_STATED GOAL:_ Retype exactly the stretch of lines that begins at the line containing "Expected: for each instance of the house" and ends at the last line of the data, with no other lines.
[start of EXTRACTED INFORMATION]
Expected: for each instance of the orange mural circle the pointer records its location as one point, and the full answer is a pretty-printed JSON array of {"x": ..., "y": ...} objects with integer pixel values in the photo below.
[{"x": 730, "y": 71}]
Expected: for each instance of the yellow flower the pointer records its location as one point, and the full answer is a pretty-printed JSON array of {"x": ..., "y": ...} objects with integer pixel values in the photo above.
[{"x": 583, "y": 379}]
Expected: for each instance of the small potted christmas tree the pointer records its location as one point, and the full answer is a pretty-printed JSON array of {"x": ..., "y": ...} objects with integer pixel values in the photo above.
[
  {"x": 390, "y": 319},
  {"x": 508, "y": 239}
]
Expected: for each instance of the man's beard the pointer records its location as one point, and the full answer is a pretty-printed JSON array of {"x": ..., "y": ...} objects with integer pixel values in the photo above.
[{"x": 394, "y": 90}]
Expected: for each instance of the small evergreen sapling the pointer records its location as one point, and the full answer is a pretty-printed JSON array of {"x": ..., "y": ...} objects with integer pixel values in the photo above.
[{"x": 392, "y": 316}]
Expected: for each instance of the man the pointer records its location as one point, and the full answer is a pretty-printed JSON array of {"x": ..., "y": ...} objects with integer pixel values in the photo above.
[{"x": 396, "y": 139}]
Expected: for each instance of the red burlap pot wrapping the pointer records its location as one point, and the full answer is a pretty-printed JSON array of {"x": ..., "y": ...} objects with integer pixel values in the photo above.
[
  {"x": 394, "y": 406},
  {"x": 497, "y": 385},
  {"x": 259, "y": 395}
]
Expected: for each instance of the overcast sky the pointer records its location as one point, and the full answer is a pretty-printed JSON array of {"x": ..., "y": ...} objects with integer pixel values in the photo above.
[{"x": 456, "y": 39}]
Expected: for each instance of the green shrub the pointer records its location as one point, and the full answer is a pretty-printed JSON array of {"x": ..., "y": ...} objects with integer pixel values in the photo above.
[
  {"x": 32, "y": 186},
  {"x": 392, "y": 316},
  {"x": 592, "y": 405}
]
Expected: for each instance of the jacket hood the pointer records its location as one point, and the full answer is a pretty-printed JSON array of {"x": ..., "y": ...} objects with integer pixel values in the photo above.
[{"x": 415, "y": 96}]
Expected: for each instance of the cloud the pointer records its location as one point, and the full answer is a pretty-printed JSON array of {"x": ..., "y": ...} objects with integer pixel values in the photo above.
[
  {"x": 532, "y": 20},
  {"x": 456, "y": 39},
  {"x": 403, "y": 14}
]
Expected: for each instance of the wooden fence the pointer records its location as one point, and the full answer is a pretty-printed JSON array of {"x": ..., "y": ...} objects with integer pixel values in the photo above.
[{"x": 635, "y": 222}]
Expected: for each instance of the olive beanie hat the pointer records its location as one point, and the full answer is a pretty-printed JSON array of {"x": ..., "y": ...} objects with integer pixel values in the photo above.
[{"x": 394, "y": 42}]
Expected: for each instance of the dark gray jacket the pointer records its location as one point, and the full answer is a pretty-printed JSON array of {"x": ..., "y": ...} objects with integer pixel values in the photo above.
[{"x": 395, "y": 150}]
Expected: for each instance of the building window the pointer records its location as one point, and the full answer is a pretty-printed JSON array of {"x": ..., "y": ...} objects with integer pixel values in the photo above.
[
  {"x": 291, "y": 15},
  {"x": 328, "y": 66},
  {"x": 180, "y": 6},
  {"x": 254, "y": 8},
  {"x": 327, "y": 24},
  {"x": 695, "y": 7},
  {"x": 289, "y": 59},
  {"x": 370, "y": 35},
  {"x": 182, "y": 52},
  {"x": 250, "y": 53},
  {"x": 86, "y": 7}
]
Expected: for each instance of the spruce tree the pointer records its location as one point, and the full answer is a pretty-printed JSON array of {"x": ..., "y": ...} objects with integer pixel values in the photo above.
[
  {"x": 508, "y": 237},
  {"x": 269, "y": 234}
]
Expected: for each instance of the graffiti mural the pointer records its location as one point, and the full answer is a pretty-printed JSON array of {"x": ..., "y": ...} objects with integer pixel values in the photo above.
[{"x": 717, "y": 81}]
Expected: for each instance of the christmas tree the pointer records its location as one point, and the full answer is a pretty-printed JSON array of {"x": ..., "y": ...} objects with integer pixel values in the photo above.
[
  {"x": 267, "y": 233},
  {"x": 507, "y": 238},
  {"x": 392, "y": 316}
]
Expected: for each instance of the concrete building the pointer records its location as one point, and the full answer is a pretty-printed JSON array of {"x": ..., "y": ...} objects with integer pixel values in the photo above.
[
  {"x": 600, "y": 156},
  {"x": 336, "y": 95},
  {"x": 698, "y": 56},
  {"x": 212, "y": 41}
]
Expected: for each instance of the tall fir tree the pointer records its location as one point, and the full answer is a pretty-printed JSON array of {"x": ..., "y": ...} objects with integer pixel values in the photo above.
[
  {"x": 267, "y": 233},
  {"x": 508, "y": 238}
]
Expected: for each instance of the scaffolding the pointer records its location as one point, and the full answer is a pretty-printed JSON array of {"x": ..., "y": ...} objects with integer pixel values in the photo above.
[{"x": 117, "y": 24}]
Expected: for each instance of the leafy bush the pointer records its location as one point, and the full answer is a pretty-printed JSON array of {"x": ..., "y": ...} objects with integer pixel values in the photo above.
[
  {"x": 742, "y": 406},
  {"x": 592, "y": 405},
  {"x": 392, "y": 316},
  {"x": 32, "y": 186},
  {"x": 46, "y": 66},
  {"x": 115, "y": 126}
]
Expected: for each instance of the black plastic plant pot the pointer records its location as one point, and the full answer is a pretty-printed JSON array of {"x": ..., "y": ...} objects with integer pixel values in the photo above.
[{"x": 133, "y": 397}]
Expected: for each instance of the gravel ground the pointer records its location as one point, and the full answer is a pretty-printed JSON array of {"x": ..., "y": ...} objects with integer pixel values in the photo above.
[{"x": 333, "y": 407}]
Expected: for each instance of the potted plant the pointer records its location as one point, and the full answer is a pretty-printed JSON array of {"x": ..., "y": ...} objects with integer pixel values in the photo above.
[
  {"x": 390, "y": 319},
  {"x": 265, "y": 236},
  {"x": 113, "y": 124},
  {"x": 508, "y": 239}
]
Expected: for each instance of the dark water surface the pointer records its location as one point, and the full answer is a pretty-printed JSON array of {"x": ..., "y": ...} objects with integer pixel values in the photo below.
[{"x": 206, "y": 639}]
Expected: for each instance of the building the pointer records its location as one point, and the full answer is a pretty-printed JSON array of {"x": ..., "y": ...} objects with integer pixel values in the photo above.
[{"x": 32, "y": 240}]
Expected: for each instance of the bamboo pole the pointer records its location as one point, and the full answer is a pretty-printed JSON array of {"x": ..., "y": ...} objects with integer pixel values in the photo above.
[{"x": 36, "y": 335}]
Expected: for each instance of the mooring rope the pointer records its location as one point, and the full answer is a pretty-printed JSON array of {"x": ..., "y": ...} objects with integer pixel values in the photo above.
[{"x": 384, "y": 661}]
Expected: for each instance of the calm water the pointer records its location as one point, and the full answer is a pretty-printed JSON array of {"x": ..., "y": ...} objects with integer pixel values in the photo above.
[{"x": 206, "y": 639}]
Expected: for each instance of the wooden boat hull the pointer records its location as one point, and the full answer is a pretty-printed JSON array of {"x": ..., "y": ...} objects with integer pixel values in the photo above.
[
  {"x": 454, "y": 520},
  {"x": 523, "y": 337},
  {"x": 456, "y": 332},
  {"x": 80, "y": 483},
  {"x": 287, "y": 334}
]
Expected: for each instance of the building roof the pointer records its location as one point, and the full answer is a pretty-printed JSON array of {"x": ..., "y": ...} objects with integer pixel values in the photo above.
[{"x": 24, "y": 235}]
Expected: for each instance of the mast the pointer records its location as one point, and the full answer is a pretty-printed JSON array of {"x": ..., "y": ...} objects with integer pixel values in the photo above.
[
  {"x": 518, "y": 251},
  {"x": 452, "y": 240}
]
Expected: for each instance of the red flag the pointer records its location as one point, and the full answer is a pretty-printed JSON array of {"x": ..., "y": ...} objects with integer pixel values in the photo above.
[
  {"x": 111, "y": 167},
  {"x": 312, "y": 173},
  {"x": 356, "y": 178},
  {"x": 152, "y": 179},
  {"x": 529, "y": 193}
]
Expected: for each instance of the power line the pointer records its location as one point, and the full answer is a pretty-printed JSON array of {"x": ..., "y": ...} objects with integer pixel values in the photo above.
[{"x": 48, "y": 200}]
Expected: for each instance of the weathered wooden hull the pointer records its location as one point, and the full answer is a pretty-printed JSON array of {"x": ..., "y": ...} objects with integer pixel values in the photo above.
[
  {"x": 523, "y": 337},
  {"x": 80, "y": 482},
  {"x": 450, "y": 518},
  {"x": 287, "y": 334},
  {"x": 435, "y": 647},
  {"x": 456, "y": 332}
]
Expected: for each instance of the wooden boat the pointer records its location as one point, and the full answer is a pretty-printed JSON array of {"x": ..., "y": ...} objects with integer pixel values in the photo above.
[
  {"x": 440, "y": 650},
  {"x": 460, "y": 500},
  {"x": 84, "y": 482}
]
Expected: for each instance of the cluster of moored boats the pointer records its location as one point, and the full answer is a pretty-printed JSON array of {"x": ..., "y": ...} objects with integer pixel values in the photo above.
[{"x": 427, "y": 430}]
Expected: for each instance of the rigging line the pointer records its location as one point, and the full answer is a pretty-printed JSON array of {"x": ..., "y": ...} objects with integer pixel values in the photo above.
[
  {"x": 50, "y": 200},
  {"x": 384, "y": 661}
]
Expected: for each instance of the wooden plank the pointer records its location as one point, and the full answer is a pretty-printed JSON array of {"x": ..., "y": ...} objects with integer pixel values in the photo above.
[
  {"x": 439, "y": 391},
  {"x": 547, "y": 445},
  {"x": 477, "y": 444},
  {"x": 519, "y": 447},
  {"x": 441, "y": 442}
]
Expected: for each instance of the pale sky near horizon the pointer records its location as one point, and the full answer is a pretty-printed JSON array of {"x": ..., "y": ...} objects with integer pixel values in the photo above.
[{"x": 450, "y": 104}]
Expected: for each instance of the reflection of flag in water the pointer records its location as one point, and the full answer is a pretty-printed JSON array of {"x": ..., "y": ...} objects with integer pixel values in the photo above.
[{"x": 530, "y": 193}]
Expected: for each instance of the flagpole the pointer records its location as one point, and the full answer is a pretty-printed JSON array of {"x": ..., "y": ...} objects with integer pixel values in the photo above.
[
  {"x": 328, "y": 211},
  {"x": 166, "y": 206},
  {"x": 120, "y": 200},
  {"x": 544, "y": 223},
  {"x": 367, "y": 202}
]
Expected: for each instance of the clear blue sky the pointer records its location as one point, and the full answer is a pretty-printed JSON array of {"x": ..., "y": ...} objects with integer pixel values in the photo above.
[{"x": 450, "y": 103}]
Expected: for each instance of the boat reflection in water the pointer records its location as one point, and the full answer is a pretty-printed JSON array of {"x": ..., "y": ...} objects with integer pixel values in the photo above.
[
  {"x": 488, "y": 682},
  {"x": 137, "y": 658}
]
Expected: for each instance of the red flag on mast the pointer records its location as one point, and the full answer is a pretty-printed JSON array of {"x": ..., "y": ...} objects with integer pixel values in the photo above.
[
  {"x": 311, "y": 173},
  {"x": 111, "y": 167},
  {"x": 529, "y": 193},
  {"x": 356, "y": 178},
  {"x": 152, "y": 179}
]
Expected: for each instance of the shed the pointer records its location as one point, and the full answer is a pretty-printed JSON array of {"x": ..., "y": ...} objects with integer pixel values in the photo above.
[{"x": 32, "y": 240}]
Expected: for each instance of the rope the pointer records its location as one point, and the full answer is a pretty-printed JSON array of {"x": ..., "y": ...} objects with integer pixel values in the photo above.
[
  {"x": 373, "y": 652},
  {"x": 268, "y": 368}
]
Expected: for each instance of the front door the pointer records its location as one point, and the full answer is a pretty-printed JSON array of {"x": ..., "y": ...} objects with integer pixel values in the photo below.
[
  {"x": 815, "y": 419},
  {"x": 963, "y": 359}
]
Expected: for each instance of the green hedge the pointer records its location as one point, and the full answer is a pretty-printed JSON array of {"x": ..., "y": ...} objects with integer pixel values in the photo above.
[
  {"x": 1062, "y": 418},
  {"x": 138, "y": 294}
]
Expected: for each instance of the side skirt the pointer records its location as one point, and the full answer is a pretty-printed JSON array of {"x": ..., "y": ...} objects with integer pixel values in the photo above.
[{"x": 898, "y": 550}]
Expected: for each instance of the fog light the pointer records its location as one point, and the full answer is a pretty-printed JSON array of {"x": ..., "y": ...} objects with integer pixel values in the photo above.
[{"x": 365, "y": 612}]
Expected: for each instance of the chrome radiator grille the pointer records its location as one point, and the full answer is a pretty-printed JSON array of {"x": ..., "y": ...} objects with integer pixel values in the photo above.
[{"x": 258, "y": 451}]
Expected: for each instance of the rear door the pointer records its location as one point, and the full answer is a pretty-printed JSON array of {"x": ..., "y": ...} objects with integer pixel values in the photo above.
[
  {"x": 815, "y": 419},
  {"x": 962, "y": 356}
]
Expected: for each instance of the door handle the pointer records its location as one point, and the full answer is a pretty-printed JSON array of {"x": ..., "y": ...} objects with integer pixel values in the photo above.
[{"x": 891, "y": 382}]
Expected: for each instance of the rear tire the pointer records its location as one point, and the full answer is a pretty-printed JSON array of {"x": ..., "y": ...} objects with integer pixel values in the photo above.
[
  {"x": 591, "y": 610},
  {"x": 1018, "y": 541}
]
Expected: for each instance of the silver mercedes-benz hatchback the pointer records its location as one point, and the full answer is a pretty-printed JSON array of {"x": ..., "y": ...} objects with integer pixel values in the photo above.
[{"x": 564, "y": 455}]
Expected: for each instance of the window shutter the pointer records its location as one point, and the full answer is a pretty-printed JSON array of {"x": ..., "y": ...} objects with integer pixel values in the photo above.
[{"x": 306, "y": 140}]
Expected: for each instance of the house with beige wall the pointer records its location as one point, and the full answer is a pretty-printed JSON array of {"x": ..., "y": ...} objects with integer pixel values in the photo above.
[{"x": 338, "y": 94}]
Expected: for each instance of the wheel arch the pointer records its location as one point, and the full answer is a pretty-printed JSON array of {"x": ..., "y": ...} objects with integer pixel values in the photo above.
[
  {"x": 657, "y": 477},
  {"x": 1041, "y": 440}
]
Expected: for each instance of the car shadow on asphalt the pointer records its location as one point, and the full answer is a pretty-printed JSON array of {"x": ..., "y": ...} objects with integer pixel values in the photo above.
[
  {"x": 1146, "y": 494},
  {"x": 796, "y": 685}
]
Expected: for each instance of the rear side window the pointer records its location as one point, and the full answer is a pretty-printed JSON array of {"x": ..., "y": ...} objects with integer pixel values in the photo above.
[end of EXTRACTED INFORMATION]
_FINAL RESULT:_
Expected: for each instance of the house with beige wall the pointer records its location as one point, and the full answer is a pretty-printed JSON array of {"x": ..., "y": ...} objects with integer pixel values in the photo above.
[{"x": 338, "y": 94}]
Expected: for each instance of the wheel arch the pointer records its location as one point, and the full answer is a pretty-printed JSON array of {"x": ..., "y": ...} objects with integer pixel values in the photo above.
[
  {"x": 657, "y": 477},
  {"x": 1041, "y": 440}
]
Expected: for each instance of the car shadow on asphalt the pointer records its location as one point, and the full answer is a pretty-printed JSON array of {"x": ..., "y": ...} objects with integer pixel values in the photo above.
[
  {"x": 1146, "y": 494},
  {"x": 796, "y": 685}
]
Expected: for each instance of the rear side window the pointer records its location as one point, and the full answer is a pretty-printed JSON array of {"x": ..., "y": ...} objects with integer pixel values in the photo above.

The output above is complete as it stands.